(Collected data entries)
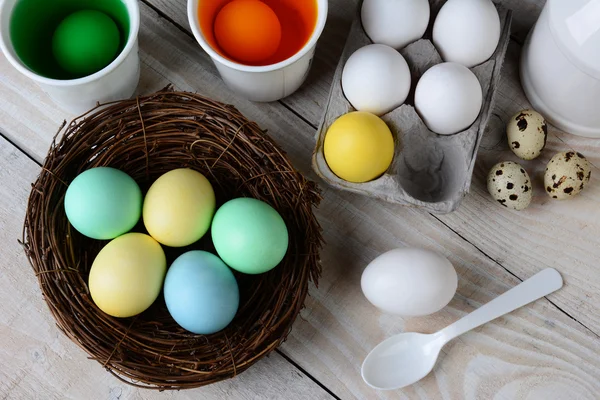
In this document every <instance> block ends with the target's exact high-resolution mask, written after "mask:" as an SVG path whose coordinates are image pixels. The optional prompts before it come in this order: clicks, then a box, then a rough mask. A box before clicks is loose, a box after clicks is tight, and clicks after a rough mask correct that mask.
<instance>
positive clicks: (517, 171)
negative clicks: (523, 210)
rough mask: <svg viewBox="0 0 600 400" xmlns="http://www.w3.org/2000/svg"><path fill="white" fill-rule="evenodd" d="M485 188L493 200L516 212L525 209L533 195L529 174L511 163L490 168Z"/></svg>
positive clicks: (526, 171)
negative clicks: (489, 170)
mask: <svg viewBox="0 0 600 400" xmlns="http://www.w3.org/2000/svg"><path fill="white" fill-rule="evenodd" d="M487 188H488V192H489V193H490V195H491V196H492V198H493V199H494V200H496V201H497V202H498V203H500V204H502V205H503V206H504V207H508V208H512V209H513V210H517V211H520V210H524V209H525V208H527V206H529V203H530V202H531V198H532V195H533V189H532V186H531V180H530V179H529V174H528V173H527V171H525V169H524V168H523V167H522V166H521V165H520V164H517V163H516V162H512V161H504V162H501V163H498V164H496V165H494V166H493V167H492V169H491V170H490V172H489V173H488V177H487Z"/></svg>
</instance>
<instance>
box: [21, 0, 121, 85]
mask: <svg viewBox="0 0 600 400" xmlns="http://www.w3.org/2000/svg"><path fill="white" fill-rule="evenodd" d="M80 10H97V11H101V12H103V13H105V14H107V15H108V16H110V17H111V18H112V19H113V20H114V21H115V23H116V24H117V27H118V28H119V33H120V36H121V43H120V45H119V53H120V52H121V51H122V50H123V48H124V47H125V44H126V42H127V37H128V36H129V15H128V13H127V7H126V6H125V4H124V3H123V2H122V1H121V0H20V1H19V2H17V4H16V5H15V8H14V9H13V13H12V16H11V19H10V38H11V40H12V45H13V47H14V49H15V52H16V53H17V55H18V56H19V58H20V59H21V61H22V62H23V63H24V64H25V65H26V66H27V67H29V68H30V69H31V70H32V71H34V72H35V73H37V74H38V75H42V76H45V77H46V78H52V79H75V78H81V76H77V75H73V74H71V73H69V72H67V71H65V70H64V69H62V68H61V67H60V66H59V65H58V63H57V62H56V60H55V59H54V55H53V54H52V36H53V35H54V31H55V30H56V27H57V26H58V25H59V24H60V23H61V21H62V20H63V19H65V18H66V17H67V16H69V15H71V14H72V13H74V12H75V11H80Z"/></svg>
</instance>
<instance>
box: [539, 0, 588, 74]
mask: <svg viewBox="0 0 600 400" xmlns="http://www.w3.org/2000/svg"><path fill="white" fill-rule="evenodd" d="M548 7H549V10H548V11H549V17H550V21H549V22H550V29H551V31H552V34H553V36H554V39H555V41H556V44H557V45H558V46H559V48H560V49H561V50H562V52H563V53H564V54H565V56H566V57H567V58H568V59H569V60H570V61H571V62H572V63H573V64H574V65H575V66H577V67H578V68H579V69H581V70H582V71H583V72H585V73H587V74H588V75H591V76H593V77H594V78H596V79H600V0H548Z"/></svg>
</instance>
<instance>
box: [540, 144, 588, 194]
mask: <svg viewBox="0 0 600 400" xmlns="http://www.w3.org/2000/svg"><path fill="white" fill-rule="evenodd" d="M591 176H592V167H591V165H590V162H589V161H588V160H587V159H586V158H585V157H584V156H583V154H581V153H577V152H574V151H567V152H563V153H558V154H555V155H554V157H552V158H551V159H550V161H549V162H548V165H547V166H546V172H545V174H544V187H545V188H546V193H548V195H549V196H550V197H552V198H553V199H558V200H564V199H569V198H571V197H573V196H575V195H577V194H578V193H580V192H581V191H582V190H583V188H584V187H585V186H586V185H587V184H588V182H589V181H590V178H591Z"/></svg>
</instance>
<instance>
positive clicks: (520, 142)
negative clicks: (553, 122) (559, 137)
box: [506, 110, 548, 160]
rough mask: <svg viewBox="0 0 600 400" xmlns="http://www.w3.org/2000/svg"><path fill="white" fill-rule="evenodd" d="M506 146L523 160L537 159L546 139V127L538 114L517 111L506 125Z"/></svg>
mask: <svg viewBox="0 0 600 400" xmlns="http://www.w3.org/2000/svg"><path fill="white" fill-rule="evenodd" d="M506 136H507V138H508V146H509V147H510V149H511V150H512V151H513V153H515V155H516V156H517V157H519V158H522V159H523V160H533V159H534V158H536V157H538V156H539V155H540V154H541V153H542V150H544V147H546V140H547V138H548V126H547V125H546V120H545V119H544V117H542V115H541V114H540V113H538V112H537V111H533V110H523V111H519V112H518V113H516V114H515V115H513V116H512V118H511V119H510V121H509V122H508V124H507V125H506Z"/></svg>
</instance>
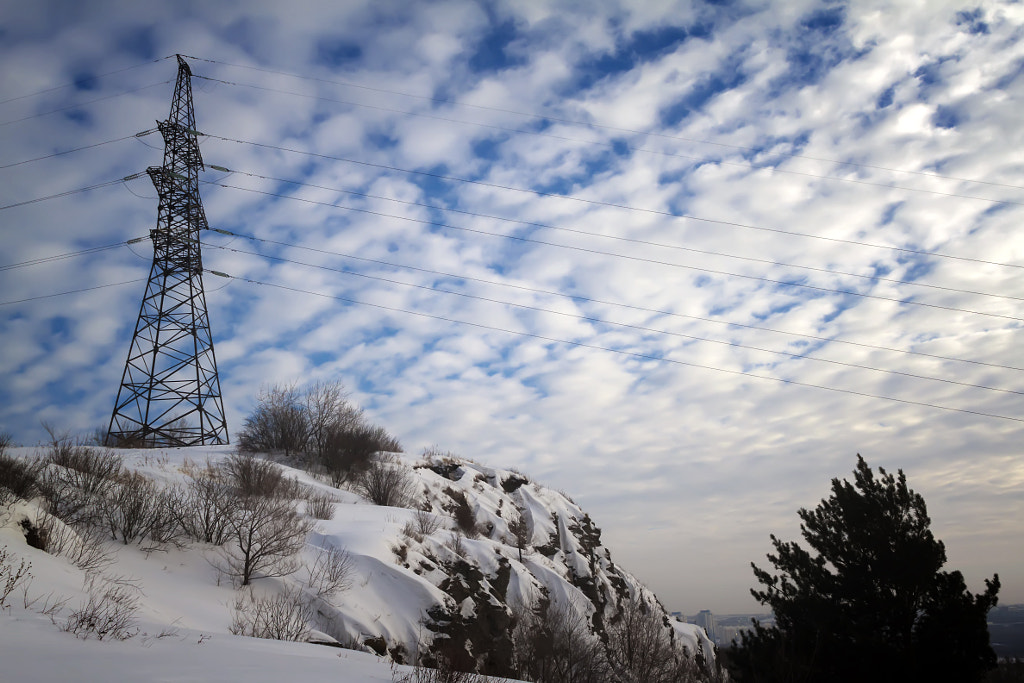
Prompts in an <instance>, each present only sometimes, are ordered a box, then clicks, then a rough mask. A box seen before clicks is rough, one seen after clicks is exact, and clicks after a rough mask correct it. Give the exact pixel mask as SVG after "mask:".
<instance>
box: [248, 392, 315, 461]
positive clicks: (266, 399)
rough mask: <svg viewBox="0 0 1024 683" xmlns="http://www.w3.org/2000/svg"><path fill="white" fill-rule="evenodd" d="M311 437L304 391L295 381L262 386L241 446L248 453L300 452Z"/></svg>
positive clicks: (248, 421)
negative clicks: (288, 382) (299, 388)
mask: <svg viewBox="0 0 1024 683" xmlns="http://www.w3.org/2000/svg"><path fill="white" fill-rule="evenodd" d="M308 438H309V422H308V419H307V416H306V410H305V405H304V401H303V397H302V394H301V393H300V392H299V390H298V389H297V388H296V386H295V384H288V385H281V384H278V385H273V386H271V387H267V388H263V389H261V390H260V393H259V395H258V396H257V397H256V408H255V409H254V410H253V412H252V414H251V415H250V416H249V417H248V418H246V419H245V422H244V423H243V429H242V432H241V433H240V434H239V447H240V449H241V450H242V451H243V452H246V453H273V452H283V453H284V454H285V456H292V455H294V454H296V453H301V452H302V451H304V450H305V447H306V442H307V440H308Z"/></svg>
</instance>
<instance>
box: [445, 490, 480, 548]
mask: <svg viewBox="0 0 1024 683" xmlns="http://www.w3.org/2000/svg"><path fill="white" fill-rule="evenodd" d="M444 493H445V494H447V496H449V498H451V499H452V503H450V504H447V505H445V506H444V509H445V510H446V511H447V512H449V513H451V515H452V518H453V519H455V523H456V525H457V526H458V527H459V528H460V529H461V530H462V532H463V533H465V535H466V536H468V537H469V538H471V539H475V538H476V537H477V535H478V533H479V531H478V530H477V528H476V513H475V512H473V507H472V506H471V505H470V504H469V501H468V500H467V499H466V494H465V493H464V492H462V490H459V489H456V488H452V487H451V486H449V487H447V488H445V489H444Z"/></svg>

==

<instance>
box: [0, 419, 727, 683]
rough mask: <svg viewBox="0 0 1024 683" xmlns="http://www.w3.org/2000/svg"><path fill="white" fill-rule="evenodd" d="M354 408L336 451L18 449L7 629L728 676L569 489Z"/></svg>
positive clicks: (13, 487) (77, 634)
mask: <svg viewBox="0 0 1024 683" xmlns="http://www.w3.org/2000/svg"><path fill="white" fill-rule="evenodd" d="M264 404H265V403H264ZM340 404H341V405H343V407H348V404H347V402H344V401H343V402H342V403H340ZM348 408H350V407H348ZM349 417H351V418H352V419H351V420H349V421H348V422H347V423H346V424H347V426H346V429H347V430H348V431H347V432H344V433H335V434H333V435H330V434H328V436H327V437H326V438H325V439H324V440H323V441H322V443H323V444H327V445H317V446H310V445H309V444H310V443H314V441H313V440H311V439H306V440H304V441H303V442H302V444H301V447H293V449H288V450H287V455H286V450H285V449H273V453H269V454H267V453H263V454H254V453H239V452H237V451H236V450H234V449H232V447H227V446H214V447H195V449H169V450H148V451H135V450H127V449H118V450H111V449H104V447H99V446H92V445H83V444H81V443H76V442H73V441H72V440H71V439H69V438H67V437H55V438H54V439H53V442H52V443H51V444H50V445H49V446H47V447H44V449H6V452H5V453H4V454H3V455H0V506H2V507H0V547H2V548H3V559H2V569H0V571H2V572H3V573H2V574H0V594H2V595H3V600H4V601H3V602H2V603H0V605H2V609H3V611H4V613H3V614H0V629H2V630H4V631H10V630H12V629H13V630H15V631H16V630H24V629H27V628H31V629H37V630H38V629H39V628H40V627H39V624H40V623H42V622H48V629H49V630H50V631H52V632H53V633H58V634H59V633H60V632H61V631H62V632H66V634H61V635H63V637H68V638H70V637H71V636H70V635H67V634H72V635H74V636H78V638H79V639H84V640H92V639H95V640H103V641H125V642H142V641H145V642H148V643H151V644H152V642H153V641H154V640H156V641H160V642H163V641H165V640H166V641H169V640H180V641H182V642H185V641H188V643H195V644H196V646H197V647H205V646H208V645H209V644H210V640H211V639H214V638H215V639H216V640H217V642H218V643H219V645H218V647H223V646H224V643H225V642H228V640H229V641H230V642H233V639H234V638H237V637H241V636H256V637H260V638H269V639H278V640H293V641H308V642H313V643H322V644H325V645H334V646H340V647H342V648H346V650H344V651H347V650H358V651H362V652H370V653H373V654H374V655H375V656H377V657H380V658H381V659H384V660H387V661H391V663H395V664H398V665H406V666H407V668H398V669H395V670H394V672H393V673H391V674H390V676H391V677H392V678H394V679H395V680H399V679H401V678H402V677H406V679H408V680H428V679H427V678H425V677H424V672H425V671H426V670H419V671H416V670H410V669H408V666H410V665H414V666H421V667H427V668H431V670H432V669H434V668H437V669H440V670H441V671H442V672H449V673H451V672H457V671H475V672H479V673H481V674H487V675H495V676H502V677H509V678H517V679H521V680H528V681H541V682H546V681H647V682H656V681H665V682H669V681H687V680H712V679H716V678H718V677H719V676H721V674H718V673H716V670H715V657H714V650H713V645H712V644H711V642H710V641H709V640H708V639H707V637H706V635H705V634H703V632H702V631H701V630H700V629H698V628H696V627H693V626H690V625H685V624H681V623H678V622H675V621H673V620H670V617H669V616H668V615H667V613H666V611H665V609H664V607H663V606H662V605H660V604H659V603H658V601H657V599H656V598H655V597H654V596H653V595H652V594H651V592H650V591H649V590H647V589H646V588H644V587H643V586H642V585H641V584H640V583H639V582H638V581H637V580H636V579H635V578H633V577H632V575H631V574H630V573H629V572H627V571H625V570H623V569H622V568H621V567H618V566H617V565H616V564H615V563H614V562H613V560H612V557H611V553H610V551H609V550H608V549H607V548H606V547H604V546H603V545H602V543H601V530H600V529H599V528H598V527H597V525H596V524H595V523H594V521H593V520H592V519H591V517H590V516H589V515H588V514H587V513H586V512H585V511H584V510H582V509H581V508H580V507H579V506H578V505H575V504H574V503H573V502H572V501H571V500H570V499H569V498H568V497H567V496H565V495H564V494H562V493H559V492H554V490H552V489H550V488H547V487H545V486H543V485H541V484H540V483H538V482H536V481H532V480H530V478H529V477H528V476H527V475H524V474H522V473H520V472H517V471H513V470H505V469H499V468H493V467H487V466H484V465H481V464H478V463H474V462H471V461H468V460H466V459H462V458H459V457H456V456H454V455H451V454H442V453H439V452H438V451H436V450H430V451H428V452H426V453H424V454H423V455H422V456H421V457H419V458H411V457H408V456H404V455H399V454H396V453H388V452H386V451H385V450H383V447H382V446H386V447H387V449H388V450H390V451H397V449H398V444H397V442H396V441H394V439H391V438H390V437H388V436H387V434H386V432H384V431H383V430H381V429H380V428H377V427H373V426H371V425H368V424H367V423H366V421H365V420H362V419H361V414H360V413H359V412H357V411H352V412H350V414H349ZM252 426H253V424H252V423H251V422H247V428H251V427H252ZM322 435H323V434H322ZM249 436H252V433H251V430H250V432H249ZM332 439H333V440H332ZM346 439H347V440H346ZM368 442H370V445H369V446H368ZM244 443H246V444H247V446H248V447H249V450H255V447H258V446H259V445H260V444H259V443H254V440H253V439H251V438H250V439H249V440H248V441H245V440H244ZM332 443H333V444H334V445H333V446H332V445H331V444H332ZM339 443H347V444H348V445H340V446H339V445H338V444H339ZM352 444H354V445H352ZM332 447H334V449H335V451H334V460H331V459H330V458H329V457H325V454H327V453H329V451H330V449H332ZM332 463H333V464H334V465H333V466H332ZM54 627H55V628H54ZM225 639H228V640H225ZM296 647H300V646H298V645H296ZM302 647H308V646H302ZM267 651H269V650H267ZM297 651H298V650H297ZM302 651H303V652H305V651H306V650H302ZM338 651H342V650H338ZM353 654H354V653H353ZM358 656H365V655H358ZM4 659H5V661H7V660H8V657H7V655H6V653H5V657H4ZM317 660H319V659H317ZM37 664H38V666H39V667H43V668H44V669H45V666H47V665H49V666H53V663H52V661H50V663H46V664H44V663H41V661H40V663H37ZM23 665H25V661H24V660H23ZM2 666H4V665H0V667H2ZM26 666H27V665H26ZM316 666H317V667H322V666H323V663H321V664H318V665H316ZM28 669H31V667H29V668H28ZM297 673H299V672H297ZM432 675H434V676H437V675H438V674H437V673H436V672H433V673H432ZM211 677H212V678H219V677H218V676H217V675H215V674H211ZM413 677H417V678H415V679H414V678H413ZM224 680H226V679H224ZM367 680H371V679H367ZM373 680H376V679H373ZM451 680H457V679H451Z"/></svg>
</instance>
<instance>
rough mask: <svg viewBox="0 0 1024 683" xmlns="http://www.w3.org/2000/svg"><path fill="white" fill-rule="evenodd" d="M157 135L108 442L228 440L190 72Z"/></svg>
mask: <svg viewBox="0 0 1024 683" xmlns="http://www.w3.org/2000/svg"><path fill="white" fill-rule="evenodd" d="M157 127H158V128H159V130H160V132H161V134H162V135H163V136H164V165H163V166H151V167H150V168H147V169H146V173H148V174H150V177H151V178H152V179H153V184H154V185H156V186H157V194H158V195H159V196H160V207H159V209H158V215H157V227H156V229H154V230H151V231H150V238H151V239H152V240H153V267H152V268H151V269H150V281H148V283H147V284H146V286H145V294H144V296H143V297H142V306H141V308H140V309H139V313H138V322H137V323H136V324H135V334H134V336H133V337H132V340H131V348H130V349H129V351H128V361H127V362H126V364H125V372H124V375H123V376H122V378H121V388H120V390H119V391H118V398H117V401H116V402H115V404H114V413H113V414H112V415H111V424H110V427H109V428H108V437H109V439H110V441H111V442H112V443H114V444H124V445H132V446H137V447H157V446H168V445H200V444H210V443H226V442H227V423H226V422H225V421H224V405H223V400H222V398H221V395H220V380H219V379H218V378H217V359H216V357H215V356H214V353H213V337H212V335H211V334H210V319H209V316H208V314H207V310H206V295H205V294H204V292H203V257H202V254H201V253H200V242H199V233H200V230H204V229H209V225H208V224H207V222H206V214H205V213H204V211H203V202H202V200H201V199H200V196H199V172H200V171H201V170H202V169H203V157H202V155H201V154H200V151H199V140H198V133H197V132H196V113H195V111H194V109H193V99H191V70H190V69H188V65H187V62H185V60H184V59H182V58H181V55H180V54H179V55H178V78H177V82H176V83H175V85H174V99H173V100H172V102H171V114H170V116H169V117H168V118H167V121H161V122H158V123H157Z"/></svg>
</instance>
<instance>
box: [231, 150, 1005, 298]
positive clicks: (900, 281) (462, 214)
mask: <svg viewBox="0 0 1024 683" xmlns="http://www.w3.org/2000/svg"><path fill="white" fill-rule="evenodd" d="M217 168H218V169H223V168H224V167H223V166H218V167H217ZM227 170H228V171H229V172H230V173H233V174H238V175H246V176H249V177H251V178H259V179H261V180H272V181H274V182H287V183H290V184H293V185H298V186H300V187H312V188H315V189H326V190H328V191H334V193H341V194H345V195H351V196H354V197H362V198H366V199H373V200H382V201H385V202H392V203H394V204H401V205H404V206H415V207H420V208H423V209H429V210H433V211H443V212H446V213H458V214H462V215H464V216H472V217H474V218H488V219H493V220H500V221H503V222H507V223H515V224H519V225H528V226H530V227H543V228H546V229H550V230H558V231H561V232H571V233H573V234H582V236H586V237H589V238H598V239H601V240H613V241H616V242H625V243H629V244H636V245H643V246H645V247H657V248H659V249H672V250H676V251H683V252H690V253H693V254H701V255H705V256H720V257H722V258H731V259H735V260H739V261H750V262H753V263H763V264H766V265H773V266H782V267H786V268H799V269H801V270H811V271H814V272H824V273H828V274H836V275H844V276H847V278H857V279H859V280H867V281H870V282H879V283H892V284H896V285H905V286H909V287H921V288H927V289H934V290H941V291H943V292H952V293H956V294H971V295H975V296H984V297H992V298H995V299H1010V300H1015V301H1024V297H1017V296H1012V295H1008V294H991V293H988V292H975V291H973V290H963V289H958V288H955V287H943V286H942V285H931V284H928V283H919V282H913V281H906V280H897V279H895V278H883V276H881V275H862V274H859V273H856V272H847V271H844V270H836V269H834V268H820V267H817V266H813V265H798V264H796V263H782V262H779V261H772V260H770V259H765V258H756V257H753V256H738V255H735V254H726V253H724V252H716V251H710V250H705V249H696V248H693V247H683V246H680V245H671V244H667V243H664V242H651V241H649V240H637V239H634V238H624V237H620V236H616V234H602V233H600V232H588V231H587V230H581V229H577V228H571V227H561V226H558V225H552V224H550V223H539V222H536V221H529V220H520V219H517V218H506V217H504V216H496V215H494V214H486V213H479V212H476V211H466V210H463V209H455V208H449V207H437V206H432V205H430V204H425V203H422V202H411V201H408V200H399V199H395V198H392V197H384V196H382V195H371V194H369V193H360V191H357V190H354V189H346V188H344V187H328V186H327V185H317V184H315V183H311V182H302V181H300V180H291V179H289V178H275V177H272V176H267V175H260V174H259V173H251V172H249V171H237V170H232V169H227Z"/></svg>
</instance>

### WHAT IS BEING ASKED
Turn everything from the line containing "In this document" down to the line containing "positive clicks: (526, 171)" into a Markdown table with the columns Row and Line. Number each row and leave out blank lines.

### WRITTEN REPLY
| Row | Line |
|---|---|
| 1 | In this document every <instance> block ends with the target's exact high-resolution mask, written after "mask:" as an SVG path whose coordinates are image pixels. The optional prompts before it come in this order: clicks, then a box, then a rough mask. A box before clicks is loose, a box after clicks is tight, and clicks after a rough mask correct that mask. |
| 2 | <instance> |
| 3 | positive clicks: (517, 171) |
| 4 | negative clicks: (523, 210) |
| 5 | rough mask: <svg viewBox="0 0 600 400" xmlns="http://www.w3.org/2000/svg"><path fill="white" fill-rule="evenodd" d="M485 188L493 200L516 212L525 209L533 195L529 174L511 163L490 168Z"/></svg> |
| 6 | positive clicks: (526, 171) |